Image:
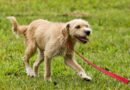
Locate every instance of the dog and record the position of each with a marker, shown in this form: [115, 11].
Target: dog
[52, 39]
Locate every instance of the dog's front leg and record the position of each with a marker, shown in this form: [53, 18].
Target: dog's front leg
[69, 60]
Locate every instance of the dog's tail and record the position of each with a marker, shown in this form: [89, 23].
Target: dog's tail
[16, 28]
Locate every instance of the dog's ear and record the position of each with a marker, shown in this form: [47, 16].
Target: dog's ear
[65, 31]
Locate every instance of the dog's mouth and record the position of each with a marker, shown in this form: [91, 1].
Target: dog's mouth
[82, 39]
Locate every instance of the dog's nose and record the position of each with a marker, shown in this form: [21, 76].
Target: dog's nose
[87, 32]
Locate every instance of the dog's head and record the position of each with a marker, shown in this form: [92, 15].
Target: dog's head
[79, 29]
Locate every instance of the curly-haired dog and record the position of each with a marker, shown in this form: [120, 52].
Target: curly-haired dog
[51, 39]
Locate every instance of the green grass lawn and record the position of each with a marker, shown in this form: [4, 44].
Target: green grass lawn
[109, 45]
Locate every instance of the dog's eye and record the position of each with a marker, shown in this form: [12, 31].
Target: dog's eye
[77, 27]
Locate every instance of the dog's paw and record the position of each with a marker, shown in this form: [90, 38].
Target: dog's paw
[84, 76]
[48, 79]
[30, 72]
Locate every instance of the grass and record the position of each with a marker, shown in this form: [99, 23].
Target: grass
[109, 46]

# # # # #

Each line of the data that has the string "Locate" should be returned.

Response below:
Locate every instance of the dog and record the position of each with a marker, shown in this form: [115, 11].
Locate every instance of the dog's front leg and record the position of each with a marker, shown in this form: [53, 18].
Locate every instance of the dog's tail and record the position of each with a marker, shown in this form: [89, 23].
Locate every instance of the dog's ear and record the position of each with a marker, shown in this form: [47, 16].
Locate every instance of the dog's mouth and record the position of each with a marker, shown in this form: [91, 1].
Locate every instance of the dog's nose and record the position of each with a marker, shown in this form: [21, 76].
Locate every instance of the dog's head and record the position of each with a marker, shown in this form: [92, 15].
Locate every instance of the curly-haired dog and record the position of each with a marker, shown in this form: [120, 52].
Locate every instance of the green grass lawn and record the position of each with a marker, shown in this form: [4, 44].
Locate every instance of the dog's eye and record the position of each with a marker, shown in this form: [12, 31].
Locate every instance of the dog's paw and record the position of each with a marker, shown in this form: [90, 38].
Locate every instance of the grass and record the position of each with a marker, shown in this form: [99, 23].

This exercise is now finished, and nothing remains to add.